◆ PROMPT 1 ◆
Reproduce part of the article on Stormy Morn's retirement word for word. Begin at the words "The 10-year-old Westland" and stop after "owner, Peter Moore.".

◆ PASSAGE SHOWN ◆
▼▼▼
Washdyke race will be Stormy Morn’s last
By
JEFF SCOTT
Regardless of the outcome of the Hermitage Hotel Handicap at Washdyke on Saturday, the veteran Stormy Morn will trot his way in to a well-earned retirement.
The 10-year-old Westland King gelding’s Marshland trainer, John Vincent, came to this decision after discussing the future of the former top trotter with his fellow Preston Road owner, Peter Moore.
“Win, lose or draw, this will definitely be his last run,” Vincent said. “After his race at Addington on May 4, we analysed his run, working out his sectional
times and felt that he was running more on his heart than anything elso.” Vincent was given the opportunity to lease a halfshare in Stormy Morn from Mr Moore last month in an attempt to have the old campaigner in Auckland this week-end to try to win his second J. Rowe Memorial Gold Cup, having won the big trotters’ event back in 1982. However it was not to be.
▲▲▲
◆ PROMPT 2 ◆
Rewrite the lines of the entries that begin at the line with "drop a dot on every instance of the bottle neck" and run through the end of the entries, changing "white t-shirt" to "striped t-shirt" and leaving everything else as it is. Return only those lines.

◆ PROVIDED RECORDS ◆
▼▼▼
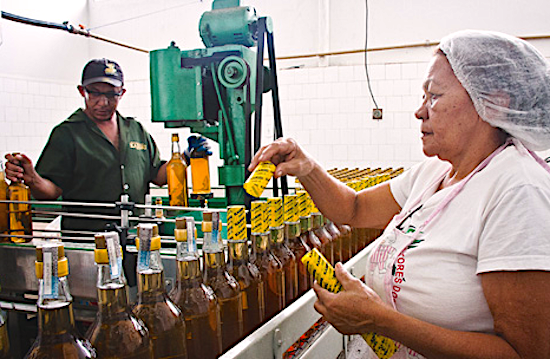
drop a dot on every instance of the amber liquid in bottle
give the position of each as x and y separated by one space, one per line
176 173
251 282
225 286
347 251
116 332
273 273
4 339
200 310
57 334
200 174
19 213
327 246
229 296
336 240
161 316
4 218
197 301
288 260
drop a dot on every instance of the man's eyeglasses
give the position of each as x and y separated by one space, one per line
110 96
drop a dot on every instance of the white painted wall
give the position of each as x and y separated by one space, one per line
325 102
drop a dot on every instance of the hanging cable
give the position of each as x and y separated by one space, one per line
366 42
66 27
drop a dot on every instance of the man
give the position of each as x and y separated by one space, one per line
96 155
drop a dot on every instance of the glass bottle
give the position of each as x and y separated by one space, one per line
269 266
176 174
200 172
116 332
225 286
345 233
197 301
4 339
327 249
336 240
306 224
247 274
19 213
294 242
4 218
163 319
280 250
57 334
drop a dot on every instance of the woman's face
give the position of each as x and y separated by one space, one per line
449 119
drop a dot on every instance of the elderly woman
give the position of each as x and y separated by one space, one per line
462 268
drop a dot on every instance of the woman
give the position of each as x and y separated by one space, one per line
461 270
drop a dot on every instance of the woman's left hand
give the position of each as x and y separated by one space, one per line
356 309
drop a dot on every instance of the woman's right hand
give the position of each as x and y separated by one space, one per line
19 168
287 155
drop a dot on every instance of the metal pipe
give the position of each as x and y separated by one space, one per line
63 203
387 48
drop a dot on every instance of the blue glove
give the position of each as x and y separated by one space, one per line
196 144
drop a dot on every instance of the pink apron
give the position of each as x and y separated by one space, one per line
394 242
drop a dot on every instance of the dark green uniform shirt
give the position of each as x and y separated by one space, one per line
82 161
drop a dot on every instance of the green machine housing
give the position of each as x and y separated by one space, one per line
213 90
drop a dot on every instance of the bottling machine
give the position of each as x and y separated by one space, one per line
214 91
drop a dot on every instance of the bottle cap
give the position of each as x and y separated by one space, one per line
303 206
275 211
236 223
258 217
290 208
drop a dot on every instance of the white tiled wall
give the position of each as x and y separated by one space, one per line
328 110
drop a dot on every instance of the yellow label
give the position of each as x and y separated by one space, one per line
236 223
291 208
258 217
322 270
303 207
258 180
275 211
155 243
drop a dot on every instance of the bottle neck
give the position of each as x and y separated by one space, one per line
238 251
189 272
277 235
292 230
111 292
149 262
48 299
55 315
317 220
305 224
212 243
176 149
260 243
214 263
150 275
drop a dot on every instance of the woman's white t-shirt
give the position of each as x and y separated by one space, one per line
500 221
▲▲▲
◆ WRITTEN SOLUTION 1 ◆
The 10-year-old Westland King gelding’s Marshland trainer, John Vincent, came to this decision after discussing the future of the former top trotter with his fellow Preston Road owner, Peter Moore.

◆ WRITTEN SOLUTION 2 ◆
drop a dot on every instance of the bottle neck
give the position of each as x and y separated by one space, one per line
238 251
189 272
277 235
292 230
111 292
149 262
48 299
55 315
317 220
305 224
212 243
176 149
260 243
214 263
150 275
drop a dot on every instance of the woman's striped t-shirt
give the position of each as x and y separated by one space, one per line
500 221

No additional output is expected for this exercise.